=== Task statement ===
Transcribe the passage on non-HDL cholesterol word for word, from "A low result is" to "in your blood.".

=== Selected passage ===
···
Your total cholesterol is broken down into 2 main components; HDL (good) cholesterol and LDL (bad). There are more types of harmful cholesterol in your blood than just LDL - these include VLDL (very low-density lipoproteins) and other lipoproteins which are thought to be even more harmful than LDL cholesterol. Non-HDL cholesterol is calculated by subtracting your HDL cholesterol value from your total cholesterol. It therefore includes all the non-protective and potentially harmful cholesterol in your blood, not just LDL. As such, it is considered to be a better marker for cardiovascular risk than total cholesterol and LDL cholesterol. The recommended level of non-HDL cholesterol is below 4 mmol/L.

What might a low result mean?

A low result is thought to be protective against cardiovascular disease as it means that you have low levels of potentially damaging lipoproteins circulating in your blood.

What might a high result mean?
···
=== Data ===
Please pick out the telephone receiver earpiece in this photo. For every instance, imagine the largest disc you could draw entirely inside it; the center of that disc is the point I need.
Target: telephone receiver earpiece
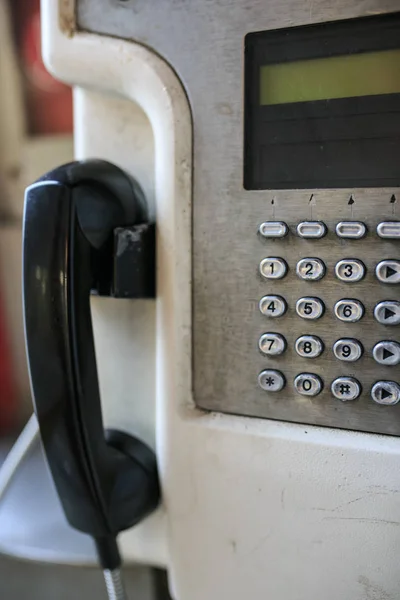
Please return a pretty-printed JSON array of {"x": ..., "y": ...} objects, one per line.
···
=== Output for this exercise ===
A low result is thought to be protective against cardiovascular disease as it means that you have low levels of potentially damaging lipoproteins circulating in your blood.